**BRIEF**
Find every line of the records that has "paved" and return it.

Saved entries

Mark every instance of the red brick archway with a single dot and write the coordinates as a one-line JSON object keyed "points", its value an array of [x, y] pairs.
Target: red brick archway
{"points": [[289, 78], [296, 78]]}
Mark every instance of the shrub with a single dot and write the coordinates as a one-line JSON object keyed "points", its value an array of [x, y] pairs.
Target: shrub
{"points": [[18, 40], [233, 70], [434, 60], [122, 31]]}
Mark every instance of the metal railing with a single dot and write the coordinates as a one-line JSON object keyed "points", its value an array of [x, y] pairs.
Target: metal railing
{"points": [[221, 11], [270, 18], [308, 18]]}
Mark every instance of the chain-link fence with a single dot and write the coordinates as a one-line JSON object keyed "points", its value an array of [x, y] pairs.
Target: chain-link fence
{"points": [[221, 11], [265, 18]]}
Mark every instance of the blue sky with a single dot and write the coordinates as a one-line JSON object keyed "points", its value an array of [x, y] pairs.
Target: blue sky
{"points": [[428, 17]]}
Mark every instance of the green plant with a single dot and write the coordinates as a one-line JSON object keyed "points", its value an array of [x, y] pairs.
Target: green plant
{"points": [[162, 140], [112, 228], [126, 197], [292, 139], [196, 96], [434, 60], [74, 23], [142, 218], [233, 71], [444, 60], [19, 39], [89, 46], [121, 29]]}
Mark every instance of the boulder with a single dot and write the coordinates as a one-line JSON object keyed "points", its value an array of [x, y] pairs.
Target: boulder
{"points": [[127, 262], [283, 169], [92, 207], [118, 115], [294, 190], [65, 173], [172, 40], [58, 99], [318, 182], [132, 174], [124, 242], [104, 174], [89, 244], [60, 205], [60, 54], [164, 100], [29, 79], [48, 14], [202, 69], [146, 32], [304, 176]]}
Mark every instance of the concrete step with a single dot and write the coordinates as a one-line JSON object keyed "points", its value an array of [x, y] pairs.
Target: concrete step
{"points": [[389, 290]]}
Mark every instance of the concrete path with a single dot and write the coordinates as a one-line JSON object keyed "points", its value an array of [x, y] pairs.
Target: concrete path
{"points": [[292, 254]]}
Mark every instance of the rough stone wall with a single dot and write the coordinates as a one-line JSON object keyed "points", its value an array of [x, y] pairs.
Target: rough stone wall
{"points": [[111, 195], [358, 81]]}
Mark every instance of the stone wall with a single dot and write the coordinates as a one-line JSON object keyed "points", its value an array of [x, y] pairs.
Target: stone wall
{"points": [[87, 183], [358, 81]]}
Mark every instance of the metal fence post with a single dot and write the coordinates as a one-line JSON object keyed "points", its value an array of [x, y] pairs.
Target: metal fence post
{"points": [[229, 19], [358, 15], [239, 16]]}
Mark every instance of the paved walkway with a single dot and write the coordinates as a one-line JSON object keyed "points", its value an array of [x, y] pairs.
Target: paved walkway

**RESPONSE BELOW**
Mark every instance of the paved walkway with a single dot and write the coordinates as a one-line JSON object keyed "points", its value an array of [x, y] pairs.
Target: paved walkway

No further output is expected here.